## WHAT THE EXERCISE ASKS
Give a faithful, exact copy of all entries, minus the images.

## DATA SUPPLIED
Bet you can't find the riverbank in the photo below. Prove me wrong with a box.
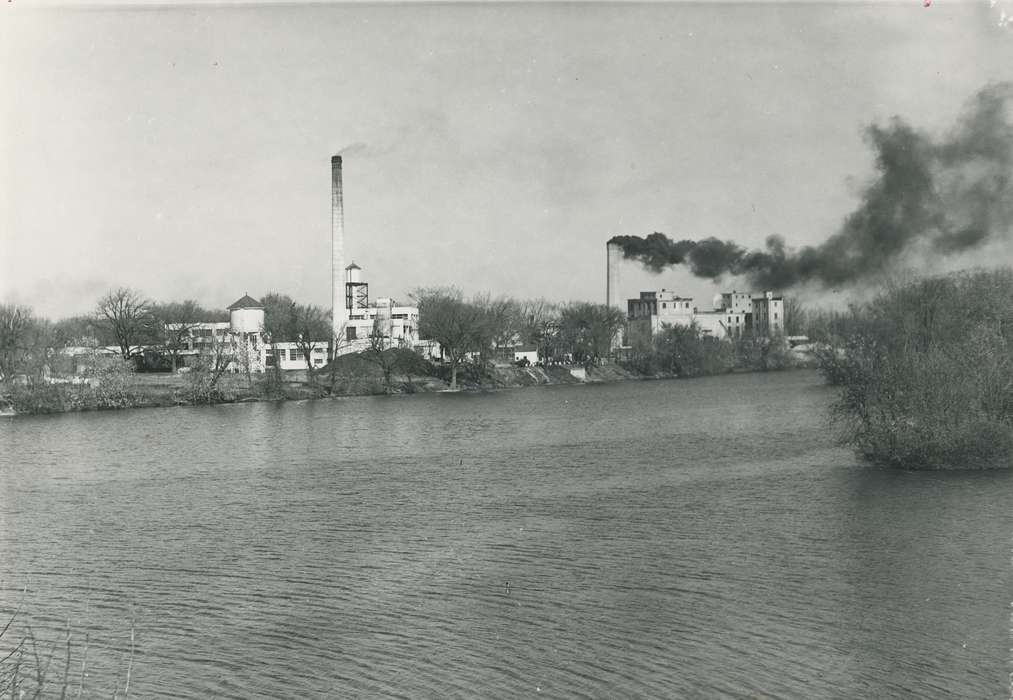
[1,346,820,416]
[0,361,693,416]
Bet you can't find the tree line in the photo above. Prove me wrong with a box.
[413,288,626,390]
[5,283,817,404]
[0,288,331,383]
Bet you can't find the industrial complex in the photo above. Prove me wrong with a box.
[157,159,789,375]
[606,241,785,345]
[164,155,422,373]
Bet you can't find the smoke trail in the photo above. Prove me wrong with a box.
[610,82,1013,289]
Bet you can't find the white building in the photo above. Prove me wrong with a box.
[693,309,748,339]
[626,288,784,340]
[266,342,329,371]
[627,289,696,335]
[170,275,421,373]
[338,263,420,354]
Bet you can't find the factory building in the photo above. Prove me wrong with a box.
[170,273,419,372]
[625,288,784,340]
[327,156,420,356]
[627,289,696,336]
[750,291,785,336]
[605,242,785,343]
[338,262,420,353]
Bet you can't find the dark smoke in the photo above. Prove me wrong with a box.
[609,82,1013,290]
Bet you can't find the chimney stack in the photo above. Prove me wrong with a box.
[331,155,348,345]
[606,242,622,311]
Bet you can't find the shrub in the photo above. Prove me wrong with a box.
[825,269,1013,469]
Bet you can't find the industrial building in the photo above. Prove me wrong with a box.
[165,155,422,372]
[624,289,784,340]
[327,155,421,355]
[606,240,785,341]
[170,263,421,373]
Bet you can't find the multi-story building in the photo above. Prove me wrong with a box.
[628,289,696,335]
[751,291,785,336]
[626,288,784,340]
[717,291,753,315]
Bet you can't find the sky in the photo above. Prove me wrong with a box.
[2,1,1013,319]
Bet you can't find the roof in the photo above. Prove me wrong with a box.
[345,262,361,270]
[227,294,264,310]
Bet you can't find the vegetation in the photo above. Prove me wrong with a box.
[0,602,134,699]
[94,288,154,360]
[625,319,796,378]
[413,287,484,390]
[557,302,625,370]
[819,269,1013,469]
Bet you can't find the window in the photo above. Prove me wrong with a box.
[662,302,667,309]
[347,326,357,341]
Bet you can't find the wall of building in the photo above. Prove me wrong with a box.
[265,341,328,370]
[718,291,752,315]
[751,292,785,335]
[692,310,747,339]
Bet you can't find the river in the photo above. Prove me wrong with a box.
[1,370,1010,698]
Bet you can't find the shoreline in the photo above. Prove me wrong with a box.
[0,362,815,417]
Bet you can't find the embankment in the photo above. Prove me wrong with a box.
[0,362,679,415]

## WORKED SOLUTION
Bet you can't find the riverbank in the photo below. Prove me wrong with a box.
[1,346,820,416]
[0,361,693,416]
Bet you can't find the tree line in the photo above. Prove me wrong with a box.
[413,288,626,390]
[5,283,817,404]
[0,288,331,383]
Bet you can't find the industrial complex in the photo above. Prove me wrong with a box.
[157,159,789,375]
[606,241,785,345]
[164,155,422,373]
Bet you can't find the smoke trail in the photo above. Prove me wrong with a box.
[610,82,1013,289]
Bet you can't find the white building in the photo above. Prove me wrong with a box.
[693,309,748,339]
[626,288,784,340]
[266,342,329,371]
[627,289,696,335]
[170,275,421,373]
[338,263,420,354]
Bet you can't find the factory building in the photo above. Prove me wrong with a box.
[170,273,419,372]
[625,288,784,340]
[327,156,420,356]
[627,289,696,336]
[750,291,785,336]
[605,242,785,343]
[338,262,420,353]
Bet you can't find the dark smoke in the photo above. Prove me wrong with a box.
[609,82,1013,290]
Bet you can't find the chimney stack in the photo above. Prove me wrong with a box.
[331,155,348,345]
[606,242,622,311]
Bet you can't find the shrub in the photo above. Prove me wrong with a box.
[825,269,1013,469]
Bet you can't find the industrial building in the photo above. Prove me wrong with a box.
[165,155,422,372]
[624,289,784,340]
[327,155,421,355]
[606,240,785,341]
[170,263,421,373]
Bet you can't find the multi-story building in the photo above. Prove me wrong with a box.
[628,289,696,335]
[751,291,785,336]
[626,288,784,340]
[717,291,753,315]
Bet you can't find the sky in the photo above. Prove me wrong with a box.
[2,1,1013,319]
Bet you can't find the roof in the photo above. Prove me wrong with a box.
[345,262,361,270]
[227,294,264,310]
Bet you can't find the vegetation in the photo above. Prove me wrong with a box.
[0,602,134,699]
[94,288,154,360]
[625,319,796,378]
[413,287,484,390]
[557,302,625,370]
[819,269,1013,469]
Bet you can't find the window in the photo above. Prove me wrong with a box.
[662,302,667,309]
[347,326,357,341]
Bet you can't find the wall of building in the photo above. Prove me wrong with a box.
[265,341,328,370]
[718,291,752,315]
[751,292,785,335]
[692,310,747,339]
Bet you can't find the river in the photo above. Prove me wrong with a box.
[1,370,1010,698]
Bet you can't find the shoreline in the photo above. Prove me wrong with a box.
[0,362,815,417]
Bet you can't find the embankment in the photo above. Prove me wrong with a box.
[0,362,679,415]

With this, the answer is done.